* What to do: Transcribe only part of the material below: the lines from the one containing "Target: overcast gray sky" through the one containing "Note: spot the tree in", inclusive, exactly as written.
┄┄┄┄┄┄
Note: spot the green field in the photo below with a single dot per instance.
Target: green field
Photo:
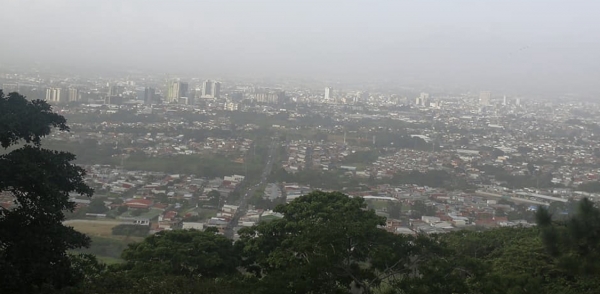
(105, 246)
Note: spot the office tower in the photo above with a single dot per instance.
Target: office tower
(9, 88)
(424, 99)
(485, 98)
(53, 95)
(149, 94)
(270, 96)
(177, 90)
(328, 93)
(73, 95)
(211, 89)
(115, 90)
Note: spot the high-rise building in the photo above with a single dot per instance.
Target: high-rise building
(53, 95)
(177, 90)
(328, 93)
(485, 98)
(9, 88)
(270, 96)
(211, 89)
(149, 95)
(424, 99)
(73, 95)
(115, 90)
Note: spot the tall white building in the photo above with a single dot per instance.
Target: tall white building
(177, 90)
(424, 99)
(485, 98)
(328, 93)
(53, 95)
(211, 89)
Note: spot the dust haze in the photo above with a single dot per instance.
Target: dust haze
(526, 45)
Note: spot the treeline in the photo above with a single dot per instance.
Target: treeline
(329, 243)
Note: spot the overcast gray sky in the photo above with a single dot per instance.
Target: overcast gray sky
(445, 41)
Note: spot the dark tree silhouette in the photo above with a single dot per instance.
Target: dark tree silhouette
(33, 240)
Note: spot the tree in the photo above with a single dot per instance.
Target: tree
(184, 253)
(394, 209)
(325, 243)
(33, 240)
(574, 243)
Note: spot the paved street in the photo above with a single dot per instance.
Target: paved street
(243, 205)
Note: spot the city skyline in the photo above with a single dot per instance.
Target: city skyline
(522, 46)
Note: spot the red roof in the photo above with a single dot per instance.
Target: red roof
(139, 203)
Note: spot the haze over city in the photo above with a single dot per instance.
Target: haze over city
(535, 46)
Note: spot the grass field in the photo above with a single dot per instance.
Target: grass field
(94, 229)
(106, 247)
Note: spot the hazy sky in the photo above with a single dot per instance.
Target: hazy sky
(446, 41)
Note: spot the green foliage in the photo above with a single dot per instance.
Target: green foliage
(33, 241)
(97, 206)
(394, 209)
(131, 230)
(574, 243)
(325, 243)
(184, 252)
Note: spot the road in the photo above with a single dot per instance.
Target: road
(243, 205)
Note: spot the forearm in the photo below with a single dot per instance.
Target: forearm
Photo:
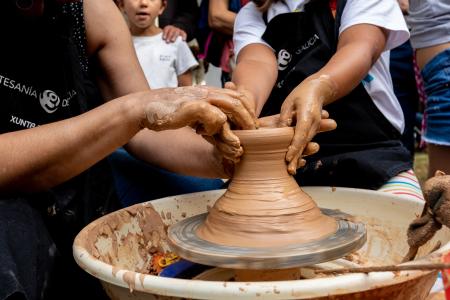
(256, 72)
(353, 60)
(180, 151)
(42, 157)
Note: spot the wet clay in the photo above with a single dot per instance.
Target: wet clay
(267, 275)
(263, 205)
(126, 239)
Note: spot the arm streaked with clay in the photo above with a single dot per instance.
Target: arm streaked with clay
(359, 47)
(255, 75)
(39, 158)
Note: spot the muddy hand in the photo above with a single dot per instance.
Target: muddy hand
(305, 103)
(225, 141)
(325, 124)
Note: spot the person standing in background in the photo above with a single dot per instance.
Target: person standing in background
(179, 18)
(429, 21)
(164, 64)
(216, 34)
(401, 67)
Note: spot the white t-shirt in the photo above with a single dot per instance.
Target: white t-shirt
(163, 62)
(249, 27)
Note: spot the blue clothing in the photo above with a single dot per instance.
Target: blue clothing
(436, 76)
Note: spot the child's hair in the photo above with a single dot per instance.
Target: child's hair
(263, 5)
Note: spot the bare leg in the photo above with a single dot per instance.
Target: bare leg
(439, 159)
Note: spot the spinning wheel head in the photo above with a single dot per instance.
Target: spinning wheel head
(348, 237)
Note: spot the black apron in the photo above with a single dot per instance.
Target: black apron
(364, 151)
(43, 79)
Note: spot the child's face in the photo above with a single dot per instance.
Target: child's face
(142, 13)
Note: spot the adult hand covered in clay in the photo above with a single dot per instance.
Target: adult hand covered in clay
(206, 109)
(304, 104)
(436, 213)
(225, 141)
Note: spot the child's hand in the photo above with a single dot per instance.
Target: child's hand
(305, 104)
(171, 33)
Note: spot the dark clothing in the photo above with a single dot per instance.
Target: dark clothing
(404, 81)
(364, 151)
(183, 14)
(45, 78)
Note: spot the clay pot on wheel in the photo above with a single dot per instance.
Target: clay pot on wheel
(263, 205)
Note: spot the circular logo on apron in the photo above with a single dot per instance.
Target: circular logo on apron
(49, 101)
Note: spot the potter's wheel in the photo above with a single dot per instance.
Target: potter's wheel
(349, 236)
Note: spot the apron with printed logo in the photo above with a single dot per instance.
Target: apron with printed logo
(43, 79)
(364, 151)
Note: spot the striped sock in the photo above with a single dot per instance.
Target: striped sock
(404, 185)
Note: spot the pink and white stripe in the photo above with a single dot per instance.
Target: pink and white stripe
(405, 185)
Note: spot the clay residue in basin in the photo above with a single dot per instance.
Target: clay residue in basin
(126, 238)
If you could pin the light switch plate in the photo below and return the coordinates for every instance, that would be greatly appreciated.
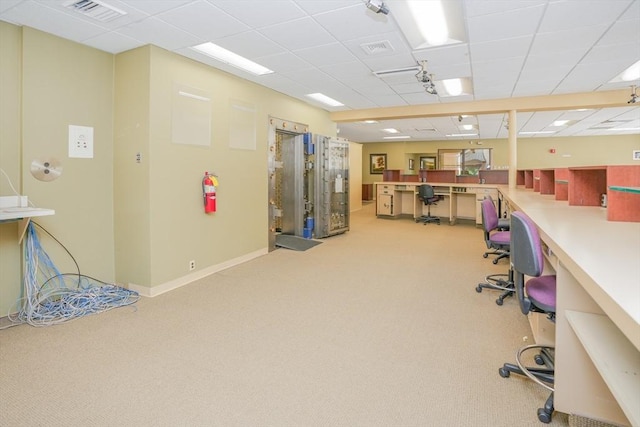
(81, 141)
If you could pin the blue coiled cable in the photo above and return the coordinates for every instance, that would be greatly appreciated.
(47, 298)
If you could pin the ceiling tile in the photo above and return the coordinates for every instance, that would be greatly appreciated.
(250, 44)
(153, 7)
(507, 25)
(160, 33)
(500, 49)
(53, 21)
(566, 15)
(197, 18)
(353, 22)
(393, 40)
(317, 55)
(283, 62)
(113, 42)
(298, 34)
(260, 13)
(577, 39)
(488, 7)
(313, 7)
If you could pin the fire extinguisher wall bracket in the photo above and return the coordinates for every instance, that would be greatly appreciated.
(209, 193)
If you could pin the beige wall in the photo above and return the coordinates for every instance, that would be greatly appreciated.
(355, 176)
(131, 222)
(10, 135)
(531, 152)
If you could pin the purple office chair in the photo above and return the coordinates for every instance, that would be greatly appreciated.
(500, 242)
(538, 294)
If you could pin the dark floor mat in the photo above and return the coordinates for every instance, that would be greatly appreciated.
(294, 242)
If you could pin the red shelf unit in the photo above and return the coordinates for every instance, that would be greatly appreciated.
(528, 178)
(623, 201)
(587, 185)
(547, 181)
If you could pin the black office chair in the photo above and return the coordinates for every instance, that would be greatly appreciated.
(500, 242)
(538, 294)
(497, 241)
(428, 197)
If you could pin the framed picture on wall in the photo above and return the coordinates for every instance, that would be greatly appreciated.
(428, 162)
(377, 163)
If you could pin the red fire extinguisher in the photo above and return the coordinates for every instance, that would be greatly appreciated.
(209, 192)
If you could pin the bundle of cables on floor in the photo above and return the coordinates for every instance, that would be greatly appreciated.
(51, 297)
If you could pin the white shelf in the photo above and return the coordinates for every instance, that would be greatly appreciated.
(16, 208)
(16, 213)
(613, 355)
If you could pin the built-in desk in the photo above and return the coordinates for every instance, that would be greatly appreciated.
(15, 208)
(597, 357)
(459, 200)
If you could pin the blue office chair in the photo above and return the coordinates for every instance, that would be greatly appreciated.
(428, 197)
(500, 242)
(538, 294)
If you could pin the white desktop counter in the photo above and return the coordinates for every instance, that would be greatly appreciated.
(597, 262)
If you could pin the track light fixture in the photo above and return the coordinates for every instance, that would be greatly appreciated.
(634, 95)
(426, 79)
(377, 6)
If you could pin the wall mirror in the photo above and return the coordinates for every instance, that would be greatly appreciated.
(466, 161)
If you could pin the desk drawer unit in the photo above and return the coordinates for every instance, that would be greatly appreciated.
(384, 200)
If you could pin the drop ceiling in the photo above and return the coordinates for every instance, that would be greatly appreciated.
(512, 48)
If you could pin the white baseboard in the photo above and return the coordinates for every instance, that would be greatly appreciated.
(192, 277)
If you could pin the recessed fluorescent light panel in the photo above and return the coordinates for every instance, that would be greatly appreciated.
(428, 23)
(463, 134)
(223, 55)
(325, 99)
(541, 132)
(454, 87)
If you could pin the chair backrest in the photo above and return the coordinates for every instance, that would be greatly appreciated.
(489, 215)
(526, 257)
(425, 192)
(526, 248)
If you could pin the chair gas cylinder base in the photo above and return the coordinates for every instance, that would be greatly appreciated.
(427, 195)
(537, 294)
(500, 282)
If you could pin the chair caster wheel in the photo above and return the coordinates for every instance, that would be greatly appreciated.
┄┄┄┄┄┄
* Solved problem:
Target: overcast gray sky
(445, 41)
Note: spot the dark tree silhouette in the photo above with a single dot per instance.
Target: dark tree silhouette
(33, 240)
Note: spot the tree in the photo above with a single dot per instance.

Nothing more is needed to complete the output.